> [Article]:
** START **
Devina Mehra: As I said, I am not a 100% believer in the machine. The human input has to be both in coding the machine and then there has to be a human overlay. There are some things which will come from human beings, even over and above what the machine is producing. Many of the things which you think are human now maybe few years later even those will pass on to machines and we are finding even in the last two-three years that evolution happening in our own systems. We do not believe in our black box output that the machine is recommending this, this, this and you just blindly go and do it when you do not even understand the logic behind it.
Any recommendation that our system makes, we always understand what is the logic, where it is coming from and at the end, there is still that 10%, 15% of the human overlay. Where we do not believe in a human overlay is risk management because that is when your human biases will detail you. If the system tells us that something has to be sold, we do not allow a human being to justify why you should still hold it because risk management is God and it shows up in our results also.
We find that not only are our returns better, we find our volatility or the risk side is also managed far better.
Shankar Sharma: Let me add to that, what happens as a human being is you have very limited skills of being able to understand and as a result of that the portfolio you build will be five stocks, ten stocks, fifteen stocks because as Warren Buffett said there is a circle of competence and I only invest in things I understand. But as a human being you cannot understand everything. It is not possible. Now what happens is when you build that narrow portfolio, you become very susceptible to the factor of luck. That means maybe only two out of 10 investments work and that is not the way you should run and manage public money.
** END **
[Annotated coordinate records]
** START **
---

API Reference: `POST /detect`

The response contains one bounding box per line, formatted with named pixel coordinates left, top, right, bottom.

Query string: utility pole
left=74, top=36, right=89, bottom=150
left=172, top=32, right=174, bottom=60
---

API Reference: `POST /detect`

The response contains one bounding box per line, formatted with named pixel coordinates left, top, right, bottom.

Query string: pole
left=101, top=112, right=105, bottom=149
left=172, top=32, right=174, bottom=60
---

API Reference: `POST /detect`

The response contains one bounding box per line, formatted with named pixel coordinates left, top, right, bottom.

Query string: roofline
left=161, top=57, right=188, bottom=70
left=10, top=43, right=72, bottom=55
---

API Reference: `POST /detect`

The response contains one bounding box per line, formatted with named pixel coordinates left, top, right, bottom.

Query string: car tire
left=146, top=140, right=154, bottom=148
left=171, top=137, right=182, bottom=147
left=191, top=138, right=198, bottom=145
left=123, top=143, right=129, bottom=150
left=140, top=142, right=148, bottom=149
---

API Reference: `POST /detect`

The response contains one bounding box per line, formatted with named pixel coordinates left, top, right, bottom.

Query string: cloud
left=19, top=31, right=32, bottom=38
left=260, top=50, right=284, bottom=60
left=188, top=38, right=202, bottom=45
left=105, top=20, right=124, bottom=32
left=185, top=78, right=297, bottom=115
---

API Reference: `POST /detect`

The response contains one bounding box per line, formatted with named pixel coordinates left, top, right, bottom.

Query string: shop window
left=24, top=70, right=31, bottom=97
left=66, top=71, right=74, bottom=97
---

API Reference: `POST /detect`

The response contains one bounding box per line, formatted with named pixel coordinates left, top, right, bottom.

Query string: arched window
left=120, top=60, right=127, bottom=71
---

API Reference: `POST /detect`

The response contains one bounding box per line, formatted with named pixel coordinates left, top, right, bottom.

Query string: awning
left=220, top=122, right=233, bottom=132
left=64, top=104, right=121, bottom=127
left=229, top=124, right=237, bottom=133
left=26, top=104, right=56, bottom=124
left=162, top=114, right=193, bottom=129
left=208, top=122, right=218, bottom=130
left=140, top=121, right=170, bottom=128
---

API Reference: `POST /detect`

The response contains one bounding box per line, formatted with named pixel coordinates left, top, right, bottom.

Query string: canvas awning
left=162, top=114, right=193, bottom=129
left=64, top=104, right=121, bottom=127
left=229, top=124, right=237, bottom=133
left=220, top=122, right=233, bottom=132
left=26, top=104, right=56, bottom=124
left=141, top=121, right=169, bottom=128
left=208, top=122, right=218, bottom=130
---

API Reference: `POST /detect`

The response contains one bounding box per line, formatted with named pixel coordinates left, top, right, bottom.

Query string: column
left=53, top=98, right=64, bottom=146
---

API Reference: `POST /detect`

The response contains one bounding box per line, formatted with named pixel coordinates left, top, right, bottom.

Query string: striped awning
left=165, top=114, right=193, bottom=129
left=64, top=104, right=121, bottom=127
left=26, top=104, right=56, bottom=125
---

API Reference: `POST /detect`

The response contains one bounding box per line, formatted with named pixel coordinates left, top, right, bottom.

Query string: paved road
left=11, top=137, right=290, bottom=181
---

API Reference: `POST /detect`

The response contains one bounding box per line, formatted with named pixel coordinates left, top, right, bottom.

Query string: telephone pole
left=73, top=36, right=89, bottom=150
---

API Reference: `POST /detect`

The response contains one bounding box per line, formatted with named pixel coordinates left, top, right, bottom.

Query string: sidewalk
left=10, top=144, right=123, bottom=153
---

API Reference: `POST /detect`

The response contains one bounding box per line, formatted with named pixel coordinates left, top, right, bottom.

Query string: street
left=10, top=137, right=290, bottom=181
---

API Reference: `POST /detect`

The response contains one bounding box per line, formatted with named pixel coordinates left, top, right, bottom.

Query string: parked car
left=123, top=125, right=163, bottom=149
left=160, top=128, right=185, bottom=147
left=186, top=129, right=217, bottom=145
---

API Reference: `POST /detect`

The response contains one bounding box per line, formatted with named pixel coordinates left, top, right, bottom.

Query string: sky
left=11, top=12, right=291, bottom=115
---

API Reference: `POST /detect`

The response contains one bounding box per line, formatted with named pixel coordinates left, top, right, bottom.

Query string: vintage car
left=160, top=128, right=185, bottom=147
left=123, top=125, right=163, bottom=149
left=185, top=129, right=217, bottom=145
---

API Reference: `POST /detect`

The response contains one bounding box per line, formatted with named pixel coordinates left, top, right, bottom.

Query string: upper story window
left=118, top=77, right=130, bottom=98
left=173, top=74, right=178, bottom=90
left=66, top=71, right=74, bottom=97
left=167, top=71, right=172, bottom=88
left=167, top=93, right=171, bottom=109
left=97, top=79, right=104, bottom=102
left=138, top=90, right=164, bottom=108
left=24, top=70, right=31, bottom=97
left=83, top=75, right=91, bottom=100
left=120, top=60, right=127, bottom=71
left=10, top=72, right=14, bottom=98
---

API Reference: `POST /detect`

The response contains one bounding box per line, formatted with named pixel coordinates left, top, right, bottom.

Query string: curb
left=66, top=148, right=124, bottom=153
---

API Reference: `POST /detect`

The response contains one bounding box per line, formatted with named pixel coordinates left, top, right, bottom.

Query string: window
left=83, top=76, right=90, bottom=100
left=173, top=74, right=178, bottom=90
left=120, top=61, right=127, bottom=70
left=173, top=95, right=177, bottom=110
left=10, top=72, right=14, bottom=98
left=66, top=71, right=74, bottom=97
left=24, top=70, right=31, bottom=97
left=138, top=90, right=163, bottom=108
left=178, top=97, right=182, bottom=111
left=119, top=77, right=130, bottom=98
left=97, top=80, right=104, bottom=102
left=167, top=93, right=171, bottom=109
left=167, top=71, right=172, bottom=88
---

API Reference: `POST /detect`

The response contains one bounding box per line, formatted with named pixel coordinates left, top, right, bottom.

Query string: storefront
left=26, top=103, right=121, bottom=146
** END **
> [To do]:
A. Print the entries starting at the very first line and ending at the line that contains "left=140, top=142, right=148, bottom=149", with both of those lines included.
B. Continue the interview about machines and human judgment in investing, picking up right after its last sentence.

> [Responses by task]:
A.
---

API Reference: `POST /detect`

The response contains one bounding box per line, formatted with named pixel coordinates left, top, right, bottom.

Query string: utility pole
left=74, top=36, right=89, bottom=150
left=172, top=32, right=174, bottom=60
---

API Reference: `POST /detect`

The response contains one bounding box per line, formatted with named pixel coordinates left, top, right, bottom.

Query string: pole
left=101, top=112, right=105, bottom=149
left=172, top=32, right=174, bottom=60
---

API Reference: `POST /detect`

The response contains one bounding box per line, formatted with named pixel coordinates left, top, right, bottom.

Query string: roofline
left=161, top=57, right=188, bottom=70
left=10, top=43, right=72, bottom=55
---

API Reference: `POST /detect`

The response contains one bounding box per line, formatted with named pixel coordinates left, top, right, bottom.

Query string: car tire
left=146, top=140, right=154, bottom=148
left=171, top=137, right=182, bottom=147
left=191, top=138, right=198, bottom=145
left=123, top=143, right=129, bottom=150
left=140, top=142, right=148, bottom=149

B.
We got lucky with Amazon. We got lucky with HDFC Bank. I mean while there was some analysis but who could have said they will go up 200-300 times? Nobody could have predicted that. So up to a point it was skill, the rest was luck and that is where machines come in. They improve the scope of skill and reduce the scope of luck and that is a huge factor to keep in mind.
Devina Mehra: Just one more point. When you are constrained by your fund manager’s circle of competence which essentially means the fund manager’s comfort zone, many of those bets will be highly correlated. So if a fund manager can understand branded businesses or businesses with good cash flows and that is where he or she sticks to. Even if the fund manager is holding 15 or 18 stocks in their portfolio, it will still be in two-three industries or baskets which tend to move together. So as an investor you are worse off because there is no reason why your portfolio should not be optimised, why you should be constrained by what your fund manager is comfortable with.